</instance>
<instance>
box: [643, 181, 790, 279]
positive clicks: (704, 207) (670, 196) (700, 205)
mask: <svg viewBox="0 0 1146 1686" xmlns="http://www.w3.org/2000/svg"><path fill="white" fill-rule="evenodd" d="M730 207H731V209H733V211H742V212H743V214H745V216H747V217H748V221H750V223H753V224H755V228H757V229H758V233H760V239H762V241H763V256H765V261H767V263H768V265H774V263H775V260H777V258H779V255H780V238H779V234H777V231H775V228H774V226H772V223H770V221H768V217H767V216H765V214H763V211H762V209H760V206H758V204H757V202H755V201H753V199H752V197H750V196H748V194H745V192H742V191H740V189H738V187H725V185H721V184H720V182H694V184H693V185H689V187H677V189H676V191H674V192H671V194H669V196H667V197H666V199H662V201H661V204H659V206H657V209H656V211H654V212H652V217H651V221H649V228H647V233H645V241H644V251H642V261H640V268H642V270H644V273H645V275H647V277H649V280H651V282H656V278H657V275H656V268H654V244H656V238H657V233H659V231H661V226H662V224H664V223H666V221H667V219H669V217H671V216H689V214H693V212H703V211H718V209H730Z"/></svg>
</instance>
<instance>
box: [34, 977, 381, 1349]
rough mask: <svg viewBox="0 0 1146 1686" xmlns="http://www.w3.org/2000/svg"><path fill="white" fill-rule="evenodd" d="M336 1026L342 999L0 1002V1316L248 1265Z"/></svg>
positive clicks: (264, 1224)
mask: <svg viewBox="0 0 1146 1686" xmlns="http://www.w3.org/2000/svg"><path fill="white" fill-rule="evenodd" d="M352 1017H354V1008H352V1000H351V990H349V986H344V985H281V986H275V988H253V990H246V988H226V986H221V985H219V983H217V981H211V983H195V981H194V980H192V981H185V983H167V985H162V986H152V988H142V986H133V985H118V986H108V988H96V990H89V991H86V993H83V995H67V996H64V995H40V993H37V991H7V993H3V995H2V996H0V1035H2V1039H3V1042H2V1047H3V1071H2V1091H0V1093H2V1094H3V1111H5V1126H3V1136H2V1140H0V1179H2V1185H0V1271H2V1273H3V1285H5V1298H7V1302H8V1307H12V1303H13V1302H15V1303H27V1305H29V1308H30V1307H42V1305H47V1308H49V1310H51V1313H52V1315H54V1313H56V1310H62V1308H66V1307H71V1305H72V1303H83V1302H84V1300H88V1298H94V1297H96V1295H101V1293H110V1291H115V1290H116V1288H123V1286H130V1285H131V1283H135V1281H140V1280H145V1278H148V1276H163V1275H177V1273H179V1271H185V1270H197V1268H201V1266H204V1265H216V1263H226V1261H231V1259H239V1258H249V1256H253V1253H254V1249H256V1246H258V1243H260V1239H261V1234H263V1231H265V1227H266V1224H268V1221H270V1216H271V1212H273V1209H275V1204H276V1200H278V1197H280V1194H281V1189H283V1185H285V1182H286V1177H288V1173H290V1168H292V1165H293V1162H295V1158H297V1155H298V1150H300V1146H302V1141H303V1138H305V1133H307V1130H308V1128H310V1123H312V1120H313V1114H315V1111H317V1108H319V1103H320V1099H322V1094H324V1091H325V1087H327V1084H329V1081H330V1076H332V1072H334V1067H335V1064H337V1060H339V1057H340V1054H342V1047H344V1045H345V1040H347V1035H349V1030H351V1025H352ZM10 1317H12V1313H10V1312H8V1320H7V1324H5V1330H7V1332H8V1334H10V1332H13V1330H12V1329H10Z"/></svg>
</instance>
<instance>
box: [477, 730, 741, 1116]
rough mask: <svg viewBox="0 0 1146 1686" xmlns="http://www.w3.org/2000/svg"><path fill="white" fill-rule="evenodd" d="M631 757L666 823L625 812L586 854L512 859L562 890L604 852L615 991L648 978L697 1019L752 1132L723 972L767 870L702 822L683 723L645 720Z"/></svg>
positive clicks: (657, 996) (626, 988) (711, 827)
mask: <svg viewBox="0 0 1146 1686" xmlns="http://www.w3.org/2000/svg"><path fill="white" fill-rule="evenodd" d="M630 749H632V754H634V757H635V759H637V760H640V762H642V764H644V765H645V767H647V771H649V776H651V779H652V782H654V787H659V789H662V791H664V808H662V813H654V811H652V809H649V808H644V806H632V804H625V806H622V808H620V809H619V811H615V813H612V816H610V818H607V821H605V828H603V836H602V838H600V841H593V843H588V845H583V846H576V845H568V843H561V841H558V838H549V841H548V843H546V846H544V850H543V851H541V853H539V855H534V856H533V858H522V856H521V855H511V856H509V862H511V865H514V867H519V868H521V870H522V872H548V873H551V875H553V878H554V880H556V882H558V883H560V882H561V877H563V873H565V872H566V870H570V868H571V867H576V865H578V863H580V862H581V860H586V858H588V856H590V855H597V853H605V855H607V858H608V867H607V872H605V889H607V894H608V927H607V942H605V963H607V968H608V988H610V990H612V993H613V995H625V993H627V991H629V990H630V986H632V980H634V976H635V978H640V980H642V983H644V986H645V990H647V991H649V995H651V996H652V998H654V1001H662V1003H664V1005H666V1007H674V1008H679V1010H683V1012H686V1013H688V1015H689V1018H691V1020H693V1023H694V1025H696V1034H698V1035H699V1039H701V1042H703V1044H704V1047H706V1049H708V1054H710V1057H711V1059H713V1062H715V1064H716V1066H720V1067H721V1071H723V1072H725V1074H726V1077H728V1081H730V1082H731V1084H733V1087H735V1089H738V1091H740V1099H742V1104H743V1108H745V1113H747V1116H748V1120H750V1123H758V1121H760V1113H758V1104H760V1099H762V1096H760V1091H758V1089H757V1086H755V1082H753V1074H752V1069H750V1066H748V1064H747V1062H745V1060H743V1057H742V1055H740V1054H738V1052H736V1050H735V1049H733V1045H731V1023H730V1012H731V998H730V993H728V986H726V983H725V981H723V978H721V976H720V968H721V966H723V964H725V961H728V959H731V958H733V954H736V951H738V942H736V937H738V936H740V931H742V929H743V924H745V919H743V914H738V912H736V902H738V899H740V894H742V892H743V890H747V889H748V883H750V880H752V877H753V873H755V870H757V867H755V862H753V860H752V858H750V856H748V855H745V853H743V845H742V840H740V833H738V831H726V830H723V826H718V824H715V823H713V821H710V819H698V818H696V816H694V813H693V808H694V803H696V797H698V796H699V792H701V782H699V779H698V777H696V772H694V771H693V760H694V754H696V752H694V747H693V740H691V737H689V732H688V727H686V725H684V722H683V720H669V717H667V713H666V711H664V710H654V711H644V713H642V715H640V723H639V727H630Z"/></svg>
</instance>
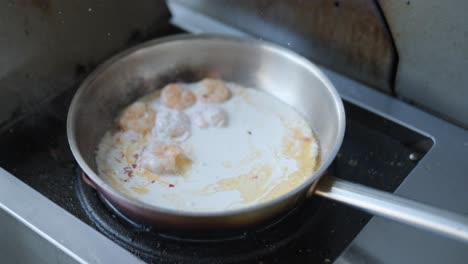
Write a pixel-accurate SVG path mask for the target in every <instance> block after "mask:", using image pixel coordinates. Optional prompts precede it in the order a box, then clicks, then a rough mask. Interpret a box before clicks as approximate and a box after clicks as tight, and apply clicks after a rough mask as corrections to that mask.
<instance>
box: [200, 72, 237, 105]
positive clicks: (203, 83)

===============

Assignment
Show each line from the rows above that contains the word "positive".

Result below
positive clicks: (704, 207) (670, 196) (700, 205)
positive clicks: (264, 1224)
positive clicks: (657, 996) (626, 988) (711, 827)
positive clicks: (203, 83)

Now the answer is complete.